[Stored items from a collection]
****************************************

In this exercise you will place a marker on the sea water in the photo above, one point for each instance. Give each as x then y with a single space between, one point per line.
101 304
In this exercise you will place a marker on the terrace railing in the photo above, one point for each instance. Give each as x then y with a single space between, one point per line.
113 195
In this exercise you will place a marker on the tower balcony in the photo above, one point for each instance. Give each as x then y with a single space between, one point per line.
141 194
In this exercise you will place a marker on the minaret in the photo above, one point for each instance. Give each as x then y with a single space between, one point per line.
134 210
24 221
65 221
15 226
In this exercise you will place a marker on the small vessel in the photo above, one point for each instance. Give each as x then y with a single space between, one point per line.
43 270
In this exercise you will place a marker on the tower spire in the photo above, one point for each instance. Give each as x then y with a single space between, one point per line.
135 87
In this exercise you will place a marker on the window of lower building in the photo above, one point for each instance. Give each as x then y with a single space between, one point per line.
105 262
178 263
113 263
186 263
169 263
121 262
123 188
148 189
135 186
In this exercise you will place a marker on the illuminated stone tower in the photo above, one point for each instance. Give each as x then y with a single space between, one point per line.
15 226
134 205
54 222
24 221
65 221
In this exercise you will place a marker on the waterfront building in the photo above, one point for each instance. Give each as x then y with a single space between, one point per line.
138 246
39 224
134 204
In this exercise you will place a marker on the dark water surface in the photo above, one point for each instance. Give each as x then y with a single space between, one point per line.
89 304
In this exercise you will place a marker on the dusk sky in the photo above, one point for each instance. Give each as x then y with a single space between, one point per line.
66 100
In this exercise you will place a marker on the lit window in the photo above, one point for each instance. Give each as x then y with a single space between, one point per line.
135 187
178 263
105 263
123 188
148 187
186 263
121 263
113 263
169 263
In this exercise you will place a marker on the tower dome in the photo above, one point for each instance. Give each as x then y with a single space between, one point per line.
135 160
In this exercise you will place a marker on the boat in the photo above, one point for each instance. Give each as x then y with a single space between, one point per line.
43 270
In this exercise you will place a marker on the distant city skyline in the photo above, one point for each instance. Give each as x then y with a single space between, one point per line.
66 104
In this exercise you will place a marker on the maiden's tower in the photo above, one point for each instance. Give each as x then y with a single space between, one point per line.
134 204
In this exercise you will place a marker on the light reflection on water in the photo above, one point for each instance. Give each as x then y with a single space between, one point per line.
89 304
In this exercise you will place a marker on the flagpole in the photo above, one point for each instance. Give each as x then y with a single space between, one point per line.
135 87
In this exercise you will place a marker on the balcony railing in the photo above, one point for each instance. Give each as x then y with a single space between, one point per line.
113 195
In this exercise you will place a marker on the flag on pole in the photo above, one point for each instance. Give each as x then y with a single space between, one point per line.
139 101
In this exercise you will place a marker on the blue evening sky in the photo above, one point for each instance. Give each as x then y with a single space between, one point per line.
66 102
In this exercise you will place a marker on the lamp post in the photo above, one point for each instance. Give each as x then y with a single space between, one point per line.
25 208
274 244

****************************************

Give an exact copy of the lines from the one with "In this exercise you will place a marker on the flagpole" through the end of the entries, both ends included.

Result:
In this exercise you will place a marker on the flagpole in the photo above, one point for each instance. Give each as x then y with a single space between, one point per line.
135 87
In this exercise you will place a marker on the balcony railing in the photo above, one point for each instance. Give each as x then y with a single space between, one point per line.
113 195
In this exercise you will place a marker on the flag on pole in the photo above, one point for each instance. Give each as x then y with a single space between, one point per line.
139 101
In this exercise you will place a marker on the blue evening sky in the photo above, one point for each instance. Give each as x then y with a single space between, one point per line.
66 102
In this exercise you will place a marker on the lamp post in the photo above, one point for each instance. Give each as x then y with a single space between, one point per line.
25 208
274 244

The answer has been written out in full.